> **Dokumen Sumber**:
►
Tanggal 23 Juli kemarin kita kembali memperingati Hari Anak Nasional. Diproklamirkan bersamaan dengan pengesahan Undang-Undang Kesejahteraan Anak pada 23 Juli 1979, terhitung 46 tahun sudah hak-hak anak Indonesia dirayakan.
Melansir dari Direktorat Sekolah Dasar, Hari Anak Nasional merupakan momentum untuk menjamin pemenuhan hak-hak anak, yaitu hak hidup, tumbuh, berkembang, berpartisipasi secara wajar sesuai dengan harkat dan martabat kemanusiaan, serta mendapat perlindungan dari kekerasan dan diskriminasi.
Hak Anak Untuk Hidup di Lingkungan yang Bersih dan Sehat, Masihkah Terpenuhi?
◄
> **Daftar Tugas**:
[A] Kutip bagian teks tentang Hari Anak Nasional mulai dari "Tanggal 23 Juli" sampai dengan "Sehat, Masihkah Terpenuhi?" tanpa mengubah apa pun.
[B] Menurut teks tentang Hari Anak Nasional, kapan Undang-Undang Kesejahteraan Anak disahkan?
[C] Tuliskan lanjutan teks tentang Hari Anak Nasional mulai setelah kalimat terakhirnya.
Item yang menyertai teks ini tidak dibutuhkan.

> **Data pelabelan titik berbasis foto**:
►
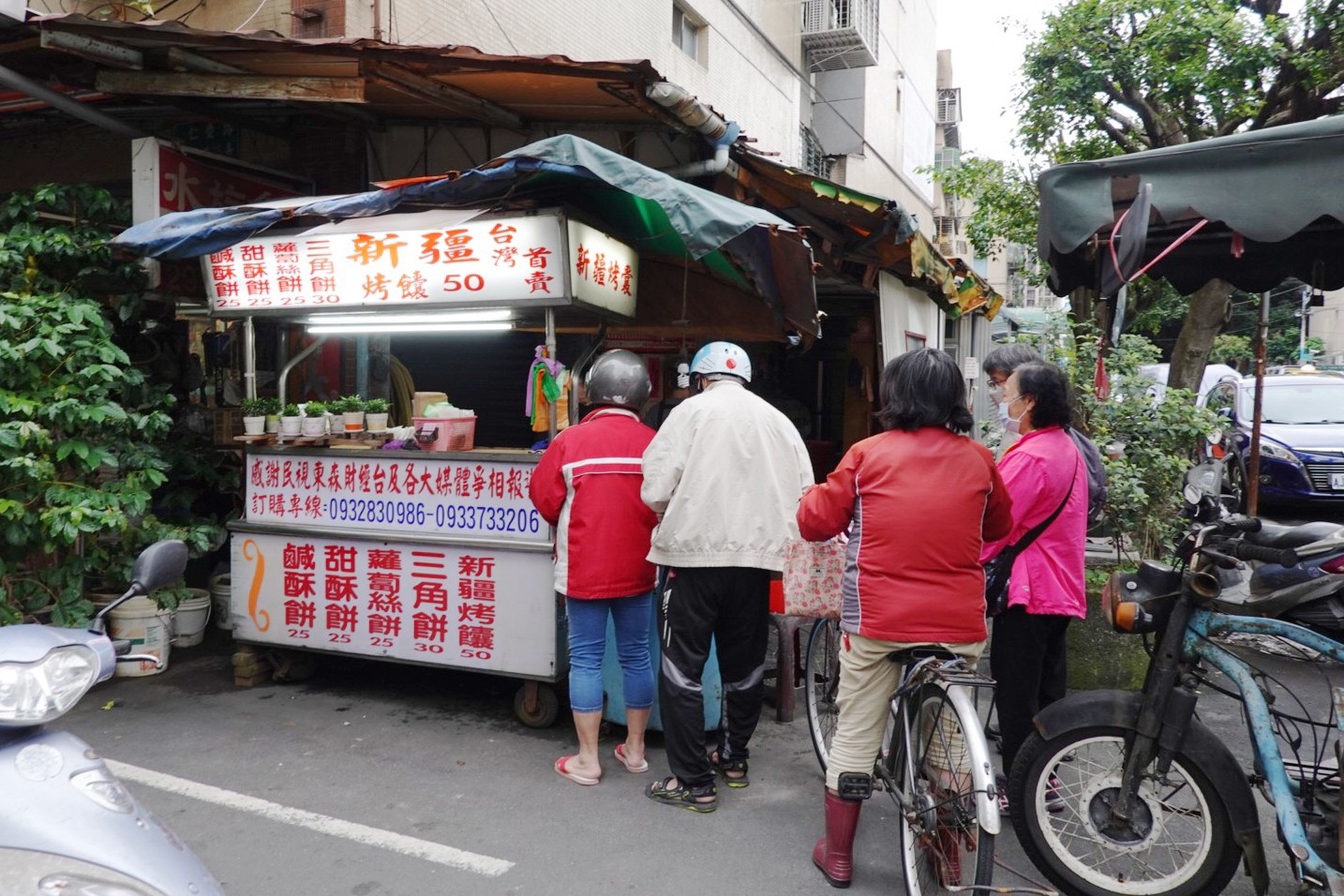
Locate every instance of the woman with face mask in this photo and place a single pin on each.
(1043, 473)
(999, 366)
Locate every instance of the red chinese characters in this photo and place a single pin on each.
(476, 606)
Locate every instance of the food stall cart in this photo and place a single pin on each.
(421, 557)
(439, 558)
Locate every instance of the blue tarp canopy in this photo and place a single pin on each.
(737, 245)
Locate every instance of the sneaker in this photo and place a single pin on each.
(1053, 799)
(702, 799)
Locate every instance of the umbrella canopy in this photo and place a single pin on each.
(1273, 201)
(662, 217)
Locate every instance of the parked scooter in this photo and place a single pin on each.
(1117, 791)
(67, 825)
(1309, 592)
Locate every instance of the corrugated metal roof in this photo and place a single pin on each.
(168, 59)
(850, 229)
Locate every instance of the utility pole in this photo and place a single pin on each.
(1304, 297)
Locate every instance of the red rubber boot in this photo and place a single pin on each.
(833, 853)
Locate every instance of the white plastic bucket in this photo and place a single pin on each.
(189, 619)
(148, 629)
(220, 590)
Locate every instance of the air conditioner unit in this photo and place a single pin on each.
(949, 105)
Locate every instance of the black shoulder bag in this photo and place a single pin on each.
(999, 568)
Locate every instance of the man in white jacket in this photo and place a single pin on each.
(724, 474)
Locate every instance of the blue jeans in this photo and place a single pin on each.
(588, 644)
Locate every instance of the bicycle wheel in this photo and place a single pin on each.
(821, 672)
(942, 844)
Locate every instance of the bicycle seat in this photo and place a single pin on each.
(914, 654)
(1292, 536)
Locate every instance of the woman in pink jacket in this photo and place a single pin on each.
(1042, 471)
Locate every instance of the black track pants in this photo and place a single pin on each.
(1028, 660)
(733, 605)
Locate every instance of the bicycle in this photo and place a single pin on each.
(1155, 803)
(934, 762)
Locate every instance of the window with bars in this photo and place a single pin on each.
(814, 157)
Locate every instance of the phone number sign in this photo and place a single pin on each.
(493, 262)
(477, 499)
(484, 608)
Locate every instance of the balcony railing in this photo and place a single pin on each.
(840, 34)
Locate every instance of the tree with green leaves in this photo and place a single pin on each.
(81, 430)
(1109, 77)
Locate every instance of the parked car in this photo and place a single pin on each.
(1301, 434)
(1214, 374)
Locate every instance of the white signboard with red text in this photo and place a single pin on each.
(168, 179)
(394, 495)
(470, 607)
(437, 260)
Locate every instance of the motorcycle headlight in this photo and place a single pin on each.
(33, 694)
(1278, 452)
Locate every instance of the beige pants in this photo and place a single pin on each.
(867, 681)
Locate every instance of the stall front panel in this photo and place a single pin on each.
(430, 558)
(437, 604)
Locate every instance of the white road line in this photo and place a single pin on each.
(322, 824)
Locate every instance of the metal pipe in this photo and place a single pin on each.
(12, 80)
(550, 352)
(249, 357)
(688, 109)
(294, 362)
(702, 168)
(695, 114)
(1253, 464)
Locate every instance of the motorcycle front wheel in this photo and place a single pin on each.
(1177, 841)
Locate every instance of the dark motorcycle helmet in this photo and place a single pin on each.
(617, 378)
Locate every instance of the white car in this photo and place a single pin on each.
(1214, 374)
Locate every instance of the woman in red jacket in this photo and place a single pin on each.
(588, 486)
(919, 501)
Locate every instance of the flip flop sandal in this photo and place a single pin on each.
(683, 797)
(573, 775)
(629, 766)
(737, 766)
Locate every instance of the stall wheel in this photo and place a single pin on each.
(536, 704)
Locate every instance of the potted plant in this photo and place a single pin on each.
(270, 408)
(254, 415)
(351, 408)
(375, 414)
(315, 419)
(291, 424)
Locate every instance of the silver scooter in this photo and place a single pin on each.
(1306, 586)
(67, 827)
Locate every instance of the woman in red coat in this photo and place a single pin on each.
(588, 486)
(919, 502)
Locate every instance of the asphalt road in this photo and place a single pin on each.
(412, 781)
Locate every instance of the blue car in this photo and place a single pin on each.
(1301, 434)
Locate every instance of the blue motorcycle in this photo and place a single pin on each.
(1130, 793)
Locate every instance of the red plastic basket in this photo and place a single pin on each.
(445, 434)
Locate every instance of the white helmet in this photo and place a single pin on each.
(722, 357)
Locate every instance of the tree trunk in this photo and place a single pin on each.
(1203, 321)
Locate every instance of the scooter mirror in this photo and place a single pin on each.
(158, 564)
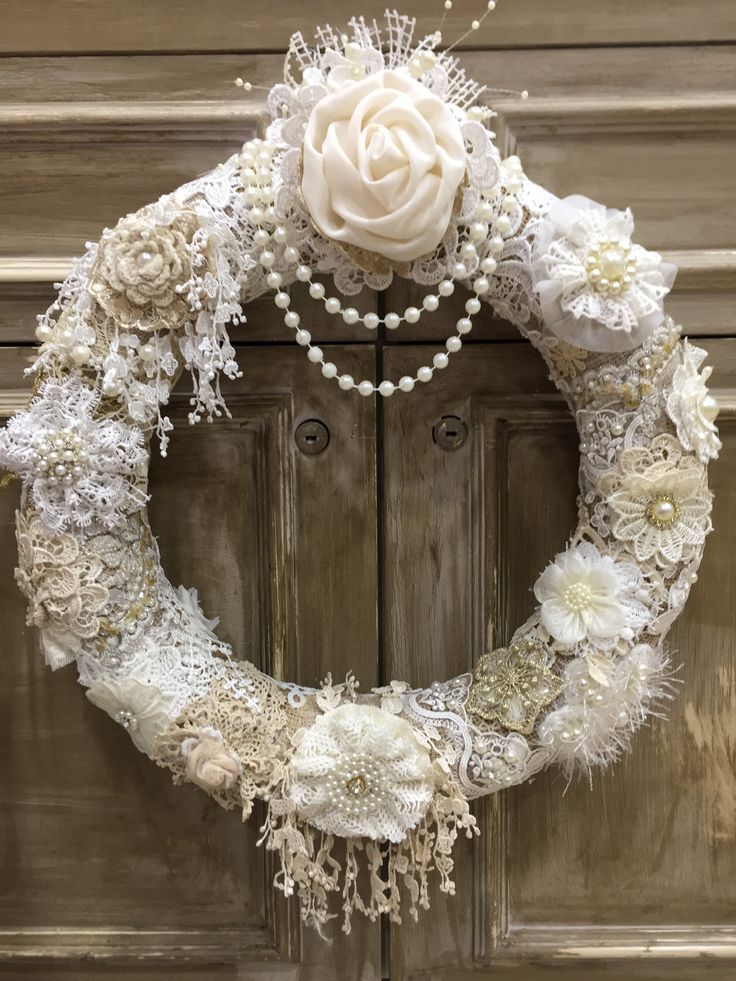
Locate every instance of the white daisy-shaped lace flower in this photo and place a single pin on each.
(659, 501)
(597, 289)
(359, 771)
(79, 468)
(585, 595)
(691, 406)
(140, 709)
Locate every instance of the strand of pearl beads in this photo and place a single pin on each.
(386, 388)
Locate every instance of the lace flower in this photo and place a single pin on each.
(660, 502)
(588, 596)
(691, 406)
(360, 771)
(80, 468)
(143, 266)
(66, 596)
(141, 709)
(597, 290)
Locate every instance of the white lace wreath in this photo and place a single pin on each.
(391, 771)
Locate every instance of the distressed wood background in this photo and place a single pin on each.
(384, 554)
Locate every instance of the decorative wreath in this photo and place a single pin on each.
(377, 163)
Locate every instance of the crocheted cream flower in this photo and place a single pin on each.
(691, 406)
(585, 595)
(383, 159)
(141, 709)
(360, 771)
(597, 290)
(208, 763)
(660, 502)
(80, 468)
(63, 585)
(139, 266)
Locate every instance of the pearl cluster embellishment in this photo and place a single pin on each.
(354, 786)
(610, 266)
(59, 456)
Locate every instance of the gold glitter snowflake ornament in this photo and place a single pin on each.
(512, 685)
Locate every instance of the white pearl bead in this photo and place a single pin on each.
(503, 224)
(81, 354)
(709, 407)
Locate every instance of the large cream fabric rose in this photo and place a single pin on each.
(383, 159)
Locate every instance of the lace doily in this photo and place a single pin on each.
(391, 771)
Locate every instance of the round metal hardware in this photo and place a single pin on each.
(450, 433)
(312, 437)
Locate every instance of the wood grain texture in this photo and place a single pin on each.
(239, 512)
(104, 26)
(644, 867)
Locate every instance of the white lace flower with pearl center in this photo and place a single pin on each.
(587, 596)
(660, 502)
(597, 289)
(360, 771)
(80, 468)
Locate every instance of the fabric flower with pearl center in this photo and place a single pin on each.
(79, 468)
(383, 159)
(144, 266)
(659, 501)
(360, 771)
(140, 709)
(597, 289)
(587, 596)
(691, 406)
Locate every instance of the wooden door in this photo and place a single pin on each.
(386, 554)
◄
> **Jawaban Tiap Tugas**:
[A]
Tanggal 23 Juli kemarin kita kembali memperingati Hari Anak Nasional. Diproklamirkan bersamaan dengan pengesahan Undang-Undang Kesejahteraan Anak pada 23 Juli 1979, terhitung 46 tahun sudah hak-hak anak Indonesia dirayakan.
Melansir dari Direktorat Sekolah Dasar, Hari Anak Nasional merupakan momentum untuk menjamin pemenuhan hak-hak anak, yaitu hak hidup, tumbuh, berkembang, berpartisipasi secara wajar sesuai dengan harkat dan martabat kemanusiaan, serta mendapat perlindungan dari kekerasan dan diskriminasi.
Hak Anak Untuk Hidup di Lingkungan yang Bersih dan Sehat, Masihkah Terpenuhi?

[B] Pada 23 Juli 1979.

[C]
Di tengah krisis perubahan iklim, kenaikan suhu ekstrem, kekeringan massal, dan berbagai kerusakan lingkungan membuat banyak anak kehilangan haknya untuk tumbuh dan berkembang secara layak.
Sayangnya, kebanyakan makanan dan air yang kita konsumsi pada hari ini sudah banyak tercampur mikroplastik yaitu potongan plastik yang sangat kecil (berdiameter 5mm) hasil dari pembakaran, cacahan maupun penguapan plastik.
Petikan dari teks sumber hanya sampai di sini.